*WORKING DATA*:
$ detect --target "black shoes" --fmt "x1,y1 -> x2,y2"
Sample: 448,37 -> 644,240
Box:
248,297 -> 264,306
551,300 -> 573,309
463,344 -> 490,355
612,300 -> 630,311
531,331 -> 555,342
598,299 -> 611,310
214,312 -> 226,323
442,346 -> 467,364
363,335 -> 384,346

*DIRECTIVE*:
Reproduce the entire listing above line for line, changing nothing.

*SOLUTION FOR THIS TASK*:
$ detect --target "black shoes" --fmt "x1,y1 -> x2,y2"
Sample: 448,37 -> 644,240
Box:
248,297 -> 264,306
551,300 -> 573,309
463,344 -> 490,355
612,300 -> 630,311
531,331 -> 555,342
598,299 -> 611,310
214,312 -> 226,323
442,346 -> 467,364
363,335 -> 384,346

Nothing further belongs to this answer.